Copy every line of the data below verbatim, from the first line to the last.

BEGIN MATERIAL SUPPLIED

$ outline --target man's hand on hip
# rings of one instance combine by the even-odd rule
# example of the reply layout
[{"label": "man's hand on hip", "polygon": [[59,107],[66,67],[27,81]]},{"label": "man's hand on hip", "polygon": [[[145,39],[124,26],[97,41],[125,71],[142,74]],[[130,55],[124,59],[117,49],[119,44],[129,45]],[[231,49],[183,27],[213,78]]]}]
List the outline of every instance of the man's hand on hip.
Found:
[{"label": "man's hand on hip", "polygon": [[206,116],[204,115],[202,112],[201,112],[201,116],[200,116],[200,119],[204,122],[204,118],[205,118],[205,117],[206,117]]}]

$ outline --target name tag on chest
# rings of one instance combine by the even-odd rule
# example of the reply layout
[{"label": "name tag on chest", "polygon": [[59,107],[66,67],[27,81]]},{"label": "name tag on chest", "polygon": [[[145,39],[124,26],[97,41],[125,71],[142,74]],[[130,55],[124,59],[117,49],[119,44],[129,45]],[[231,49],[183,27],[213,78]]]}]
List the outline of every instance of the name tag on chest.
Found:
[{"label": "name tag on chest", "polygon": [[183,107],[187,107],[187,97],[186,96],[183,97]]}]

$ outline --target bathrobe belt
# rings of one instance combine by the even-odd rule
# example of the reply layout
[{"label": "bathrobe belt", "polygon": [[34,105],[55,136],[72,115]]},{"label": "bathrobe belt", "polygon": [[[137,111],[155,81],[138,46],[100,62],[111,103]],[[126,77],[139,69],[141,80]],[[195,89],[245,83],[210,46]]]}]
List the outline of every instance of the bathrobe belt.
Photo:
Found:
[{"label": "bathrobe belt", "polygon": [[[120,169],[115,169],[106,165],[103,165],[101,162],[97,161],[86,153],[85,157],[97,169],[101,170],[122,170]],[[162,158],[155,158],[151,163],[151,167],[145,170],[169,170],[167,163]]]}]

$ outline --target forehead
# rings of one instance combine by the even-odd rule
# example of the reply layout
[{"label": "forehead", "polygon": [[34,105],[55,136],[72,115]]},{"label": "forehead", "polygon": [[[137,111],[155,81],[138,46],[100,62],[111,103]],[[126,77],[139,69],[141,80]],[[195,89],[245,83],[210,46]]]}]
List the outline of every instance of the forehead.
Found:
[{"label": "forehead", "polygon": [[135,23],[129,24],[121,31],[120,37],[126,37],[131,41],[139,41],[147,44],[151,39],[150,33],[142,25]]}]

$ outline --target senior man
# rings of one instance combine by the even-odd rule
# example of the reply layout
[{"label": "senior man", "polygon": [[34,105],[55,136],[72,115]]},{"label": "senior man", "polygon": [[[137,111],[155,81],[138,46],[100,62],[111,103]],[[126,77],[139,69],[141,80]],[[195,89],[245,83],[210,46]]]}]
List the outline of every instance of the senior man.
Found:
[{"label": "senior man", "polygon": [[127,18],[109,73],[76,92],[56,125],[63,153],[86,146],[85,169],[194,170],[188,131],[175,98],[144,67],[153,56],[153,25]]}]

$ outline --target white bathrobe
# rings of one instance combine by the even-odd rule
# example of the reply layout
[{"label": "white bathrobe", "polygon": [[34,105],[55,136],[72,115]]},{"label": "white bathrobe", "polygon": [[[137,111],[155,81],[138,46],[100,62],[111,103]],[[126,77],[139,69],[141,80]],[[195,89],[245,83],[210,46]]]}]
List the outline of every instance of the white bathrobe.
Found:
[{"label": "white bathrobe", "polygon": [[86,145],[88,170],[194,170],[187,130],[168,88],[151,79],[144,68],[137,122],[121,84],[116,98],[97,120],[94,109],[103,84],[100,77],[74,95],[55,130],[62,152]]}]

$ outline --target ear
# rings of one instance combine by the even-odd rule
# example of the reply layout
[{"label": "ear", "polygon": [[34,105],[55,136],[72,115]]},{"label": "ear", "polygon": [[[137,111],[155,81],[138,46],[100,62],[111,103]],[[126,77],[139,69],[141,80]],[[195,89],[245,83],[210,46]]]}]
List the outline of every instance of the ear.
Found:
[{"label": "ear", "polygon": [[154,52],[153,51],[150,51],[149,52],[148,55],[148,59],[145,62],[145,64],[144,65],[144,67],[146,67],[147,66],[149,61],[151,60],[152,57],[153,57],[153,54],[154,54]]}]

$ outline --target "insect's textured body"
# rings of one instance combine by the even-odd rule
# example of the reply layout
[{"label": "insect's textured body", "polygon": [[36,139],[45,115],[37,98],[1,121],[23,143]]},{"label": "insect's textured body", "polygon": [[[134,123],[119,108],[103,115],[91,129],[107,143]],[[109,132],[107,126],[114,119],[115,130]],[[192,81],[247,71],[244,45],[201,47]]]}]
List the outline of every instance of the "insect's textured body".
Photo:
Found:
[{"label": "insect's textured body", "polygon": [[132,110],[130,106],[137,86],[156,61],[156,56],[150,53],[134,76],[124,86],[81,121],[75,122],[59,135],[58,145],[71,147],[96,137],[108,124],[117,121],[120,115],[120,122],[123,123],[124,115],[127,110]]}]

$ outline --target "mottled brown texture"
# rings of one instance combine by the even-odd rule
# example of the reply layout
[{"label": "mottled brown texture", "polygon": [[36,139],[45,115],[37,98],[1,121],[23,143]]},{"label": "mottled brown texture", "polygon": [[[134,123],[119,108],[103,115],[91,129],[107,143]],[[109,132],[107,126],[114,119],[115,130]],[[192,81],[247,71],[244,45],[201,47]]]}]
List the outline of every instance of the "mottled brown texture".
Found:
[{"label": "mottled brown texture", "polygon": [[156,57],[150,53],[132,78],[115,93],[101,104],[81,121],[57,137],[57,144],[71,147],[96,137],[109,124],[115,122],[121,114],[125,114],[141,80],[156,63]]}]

END MATERIAL SUPPLIED

[RESPONSE TO THE TASK]
$ outline --target man's hand on hip
# rings of one instance combine by the even-odd rule
# example of the reply layout
[{"label": "man's hand on hip", "polygon": [[59,107],[66,67],[27,81]]},{"label": "man's hand on hip", "polygon": [[[145,39],[124,26],[97,41],[125,71],[142,74]],[[130,55],[124,59],[117,49],[119,44],[129,45]],[[231,49],[183,27],[213,78]]]}]
List the outline of every instance of the man's hand on hip.
Found:
[{"label": "man's hand on hip", "polygon": [[206,116],[204,115],[202,112],[201,112],[201,116],[200,116],[200,119],[204,122],[204,118],[205,118],[205,117],[206,117]]}]

$ outline --target name tag on chest
# rings of one instance combine by the even-odd rule
# example of the reply layout
[{"label": "name tag on chest", "polygon": [[59,107],[66,67],[27,81]]},{"label": "name tag on chest", "polygon": [[[145,39],[124,26],[97,41],[125,71],[142,74]],[[130,55],[124,59],[117,49],[119,44],[129,45]],[[231,49],[183,27],[213,78]]]}]
List the outline of every instance of the name tag on chest.
Found:
[{"label": "name tag on chest", "polygon": [[183,107],[187,107],[187,97],[186,96],[183,97]]}]

$ outline --target bathrobe belt
# rings of one instance combine by the even-odd rule
# example of the reply layout
[{"label": "bathrobe belt", "polygon": [[34,105],[55,136],[72,115]]},{"label": "bathrobe belt", "polygon": [[[137,111],[155,81],[138,46],[100,62],[111,103]],[[126,77],[139,69],[141,80]],[[195,89],[245,83],[210,46]]]}]
List the outline of every instance of the bathrobe belt.
Photo:
Found:
[{"label": "bathrobe belt", "polygon": [[[120,169],[115,169],[106,165],[103,165],[101,162],[97,161],[86,153],[85,157],[97,169],[101,170],[122,170]],[[162,158],[155,158],[151,163],[151,167],[145,170],[169,170],[167,163]]]}]

$ outline --target forehead
# rings of one instance combine by the even-odd rule
# example of the reply layout
[{"label": "forehead", "polygon": [[34,105],[55,136],[72,115]]},{"label": "forehead", "polygon": [[[137,111],[155,81],[138,46],[100,62],[111,103]],[[126,77],[139,69],[141,80]],[[195,89],[245,83],[210,46]]]}]
List the outline of every instance of the forehead.
Found:
[{"label": "forehead", "polygon": [[135,23],[129,24],[121,31],[120,37],[126,37],[131,41],[139,41],[147,44],[151,39],[150,33],[142,25]]}]

$ outline --target senior man
# rings of one instance combine by the even-odd rule
# example of the reply layout
[{"label": "senior man", "polygon": [[34,105],[55,136],[72,115]]},{"label": "senior man", "polygon": [[[137,111],[155,81],[138,46],[100,62],[111,103]],[[126,77],[139,69],[141,80]],[[195,89],[245,83],[210,46]]]}]
List the outline of every instance of the senior man.
Found:
[{"label": "senior man", "polygon": [[127,18],[109,73],[76,92],[56,125],[63,153],[86,146],[85,169],[194,170],[188,131],[175,98],[144,67],[153,56],[153,25]]}]

$ outline --target white bathrobe
# rings of one instance combine by the even-odd rule
# example of the reply layout
[{"label": "white bathrobe", "polygon": [[34,105],[55,136],[72,115]]},{"label": "white bathrobe", "polygon": [[[137,111],[155,81],[138,46],[100,62],[111,103]],[[126,77],[139,69],[141,80]],[[195,89],[245,83],[210,46]]]}]
List the outline of every instance of the white bathrobe.
Found:
[{"label": "white bathrobe", "polygon": [[86,145],[88,170],[194,170],[187,130],[168,88],[151,79],[144,68],[137,122],[121,84],[116,98],[97,120],[94,109],[103,84],[100,77],[74,95],[55,130],[62,152]]}]

$ outline --target ear
# rings of one instance combine by the even-odd rule
# example of the reply layout
[{"label": "ear", "polygon": [[34,105],[55,136],[72,115]]},{"label": "ear", "polygon": [[[137,111],[155,81],[138,46],[100,62],[111,103]],[[126,77],[139,69],[141,80]],[[195,89],[245,83],[210,46]]]}]
List the outline of every instance of the ear.
Found:
[{"label": "ear", "polygon": [[154,52],[153,51],[150,51],[149,52],[148,55],[148,59],[145,62],[145,64],[144,65],[144,67],[146,67],[147,66],[149,61],[151,60],[152,57],[153,57],[153,54],[154,54]]}]

$ outline --target "insect's textured body"
# rings of one instance combine by the even-odd rule
# example of the reply layout
[{"label": "insect's textured body", "polygon": [[36,139],[45,115],[37,98],[1,121],[23,143]]},{"label": "insect's textured body", "polygon": [[[134,123],[119,108],[103,115],[91,129],[107,143]],[[109,132],[107,126],[114,119],[115,130]],[[192,81],[247,71],[244,45],[201,47]]]}]
List the outline of every instance of the "insect's textured body".
Photo:
Found:
[{"label": "insect's textured body", "polygon": [[132,110],[130,106],[137,86],[156,61],[156,56],[150,53],[134,76],[124,86],[81,121],[75,122],[59,135],[58,145],[71,147],[96,137],[108,124],[117,121],[120,115],[120,122],[123,123],[124,115],[127,110]]}]

$ outline --target "mottled brown texture"
# rings of one instance combine by the even-odd rule
# example of the reply layout
[{"label": "mottled brown texture", "polygon": [[36,139],[45,115],[37,98],[1,121],[23,143]]},{"label": "mottled brown texture", "polygon": [[[134,123],[119,108],[103,115],[91,129],[107,143]],[[109,132],[107,126],[114,119],[115,130]],[[192,81],[247,71],[244,45],[201,47]]]}]
List the outline of every instance of the "mottled brown texture".
Found:
[{"label": "mottled brown texture", "polygon": [[156,57],[150,53],[132,78],[115,93],[101,104],[81,121],[57,137],[57,144],[71,147],[96,137],[109,124],[115,122],[121,114],[125,114],[141,80],[156,63]]}]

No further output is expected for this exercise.